Navigating between Faith and Science

Whenever you’re talking about science, remember first and foremost that science is merely human reason. Science, and human reason, are nothing special. Furthermore, remember human reason is contrary to God’s Word (FC SD II.8). The Lutheran Confessions similarly say, “[Reason] cannot consider Christ or faith” (SA III.III.18). In other words, human reason is naturally set against Christ; it is blind to all spiritual matters (see FC Ep II.2). Science, therefore, is naturally predisposed to opposing Christ, unless faith navigates it. The Confessions also say:

…even though human reason or natural intellect may still have a dim spark of knowledge that a god exists [natural knowledge]… or of the teaching of the law, nevertheless it is ignorant, blind, and perverted so that even when the most skillful and learned people on earth read or hear the gospel of God’s Son and the promise of eternal salvation, they still cannot comprehend, grasp, understand, or believe it on the basis of their own powers; they cannot regard it as the truth. Instead, the more assiduously and diligently they exert themselves and want to comprehend these spiritual matters with their reason, the less they understand or believe. They regard all these matters as simply foolishness and fables, until the Holy Spirit enlightens and teaches them. (FC SD II.9-10)

This accentuates what I said earlier: Science (i.e. human reason) is naturally predisposed to opposing Christ, God’s Word, and faith. I say all this not to discourage anyone’s scientific interest by any means, or to discredit science, but to remind you of the natural predisposition of science and human reason.

So, as you navigate between faith and science, remember science is incapable of understanding matters pertaining to God, but it is fully capable of understanding matters pertaining to creation, especially fallen creation. Therefore, if you come across a scientific thing that appears to contradict God and/or Scripture, remember science and human reason are incapable of understanding and explaining matters pertaining to God. Matters pertaining to God are to be left to faith, even things faith itself cannot understand but nevertheless confesses (e.g. the Holy Trinity, the true presence of Christ in the bread and wine, etc.; also, remember faith seeks to understand but does not depend on understanding).

As a Christian, then, you absolutely can venture into a field of science. Science merely seeks to understand creation, and you, as a creature of God, are part of this creation. As a human being, God has given you dominion over creation (Genesis 1:27-28). This does not mean creation belongs to us, or that we own creation. Creation still belongs to God, including all human beings whether they believe or don’t believe. We are merely stewards, which a steward is one who manages what belongs to another.

As stewards, therefore, we are held accountable to God in our care of creation. Science is merely part of our stewardship over creation. Anytime we try to apply it to something to which it cannot apply (i.e. God/spiritual matters), it will fail every time. Science was not only designed to fathom matters only pertaining to creation, but it is also fundamentally incapable of fathoming spiritual matters and is fundamentally opposed to such matters. Besides, science has a hard enough time making sense of things pertaining to creation (e.g. the human brain), so how can we expect it to make sense of things pertaining to God, which it cannot observe?

Anytime science seeks to explain matters pertaining to God, it is trying to supersede its original design. When this happens, then, and only then, do faith and science come into conflict. But so long as science stays in its realm of explaining the natural, faith and science do not conflict, for it is by faith in which the Christian steward cares for God’s creation.

As a Christian who is a steward of God’s creation, therefore, you can certainly venture into a field of science to both understand how creation works and how we are to live in this world in relation with all God’s creatures.

__Task to complete__. List every citation of a confessional document or Bible passage that appears in the text on faith and science.

Natural language descriptions of regions
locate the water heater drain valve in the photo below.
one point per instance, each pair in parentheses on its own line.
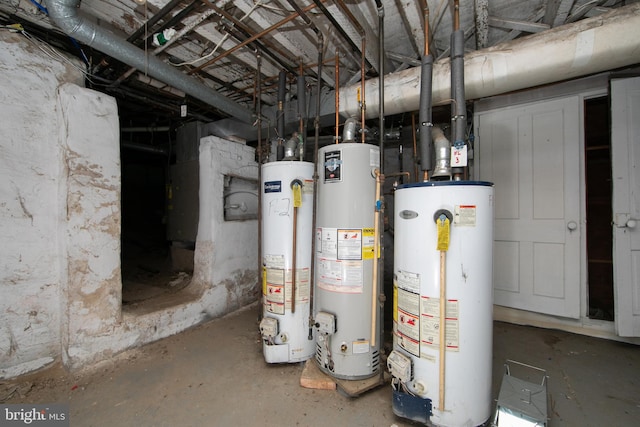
(326,323)
(399,366)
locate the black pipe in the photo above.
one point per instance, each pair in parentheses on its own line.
(425,118)
(457,93)
(315,186)
(282,82)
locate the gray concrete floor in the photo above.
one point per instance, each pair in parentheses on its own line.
(215,375)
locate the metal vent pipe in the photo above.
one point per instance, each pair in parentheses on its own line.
(424,115)
(64,14)
(586,47)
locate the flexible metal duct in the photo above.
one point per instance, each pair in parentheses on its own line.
(589,46)
(64,14)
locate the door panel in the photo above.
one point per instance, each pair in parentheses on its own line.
(531,154)
(625,157)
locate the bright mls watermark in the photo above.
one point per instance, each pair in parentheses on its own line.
(53,415)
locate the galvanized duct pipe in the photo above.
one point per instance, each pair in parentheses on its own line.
(315,182)
(259,124)
(381,80)
(282,83)
(425,100)
(586,47)
(302,111)
(363,60)
(64,14)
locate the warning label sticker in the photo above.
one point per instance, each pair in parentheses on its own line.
(349,244)
(302,287)
(408,281)
(274,297)
(368,242)
(327,242)
(464,215)
(340,275)
(407,316)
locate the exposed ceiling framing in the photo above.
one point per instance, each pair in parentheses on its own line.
(216,42)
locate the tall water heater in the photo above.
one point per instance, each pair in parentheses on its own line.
(348,326)
(287,213)
(441,362)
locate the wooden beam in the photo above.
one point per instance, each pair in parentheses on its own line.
(512,24)
(482,23)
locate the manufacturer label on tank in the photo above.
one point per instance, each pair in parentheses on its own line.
(430,324)
(464,215)
(273,186)
(333,166)
(350,244)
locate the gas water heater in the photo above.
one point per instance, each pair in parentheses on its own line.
(346,314)
(287,212)
(442,303)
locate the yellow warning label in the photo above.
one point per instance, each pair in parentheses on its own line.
(264,280)
(443,234)
(297,196)
(395,303)
(368,243)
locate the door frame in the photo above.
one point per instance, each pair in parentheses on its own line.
(586,88)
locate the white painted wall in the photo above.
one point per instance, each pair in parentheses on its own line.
(60,280)
(31,163)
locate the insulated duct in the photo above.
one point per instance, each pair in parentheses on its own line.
(570,51)
(64,14)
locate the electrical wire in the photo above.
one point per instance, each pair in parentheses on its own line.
(47,49)
(221,42)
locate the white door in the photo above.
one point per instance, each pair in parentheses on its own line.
(531,153)
(625,157)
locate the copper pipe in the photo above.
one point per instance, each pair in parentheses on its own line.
(376,253)
(363,105)
(456,15)
(294,258)
(415,146)
(315,184)
(425,11)
(265,46)
(363,59)
(337,67)
(259,124)
(301,74)
(252,38)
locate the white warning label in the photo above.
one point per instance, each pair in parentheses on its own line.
(464,215)
(349,244)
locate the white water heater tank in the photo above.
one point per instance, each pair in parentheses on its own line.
(348,344)
(419,266)
(285,327)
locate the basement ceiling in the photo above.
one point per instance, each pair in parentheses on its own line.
(218,43)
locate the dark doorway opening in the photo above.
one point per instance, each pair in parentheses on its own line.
(598,201)
(147,270)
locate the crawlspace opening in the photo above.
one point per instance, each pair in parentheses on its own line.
(599,216)
(149,271)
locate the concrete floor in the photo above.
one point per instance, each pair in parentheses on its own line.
(215,375)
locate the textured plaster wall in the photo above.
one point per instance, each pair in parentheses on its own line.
(60,278)
(226,257)
(31,162)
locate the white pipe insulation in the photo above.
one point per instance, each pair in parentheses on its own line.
(593,45)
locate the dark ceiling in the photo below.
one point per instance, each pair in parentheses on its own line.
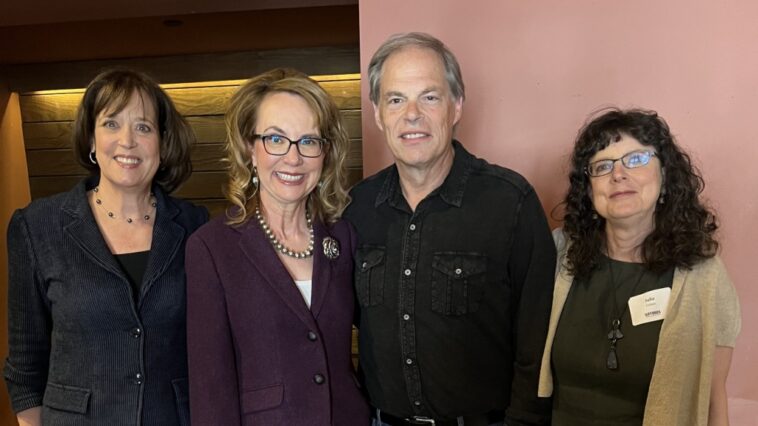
(34,12)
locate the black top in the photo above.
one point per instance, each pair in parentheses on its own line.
(79,345)
(586,391)
(454,297)
(134,265)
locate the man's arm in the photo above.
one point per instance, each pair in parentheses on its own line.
(531,269)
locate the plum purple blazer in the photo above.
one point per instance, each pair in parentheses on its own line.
(257,354)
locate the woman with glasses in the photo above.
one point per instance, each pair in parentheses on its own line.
(644,314)
(270,297)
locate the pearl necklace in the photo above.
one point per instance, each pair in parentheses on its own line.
(308,252)
(112,215)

__Solution for this exercise__.
FC SD II.8
SA III.III.18
FC Ep II.2
FC SD II.9-10
Genesis 1:27-28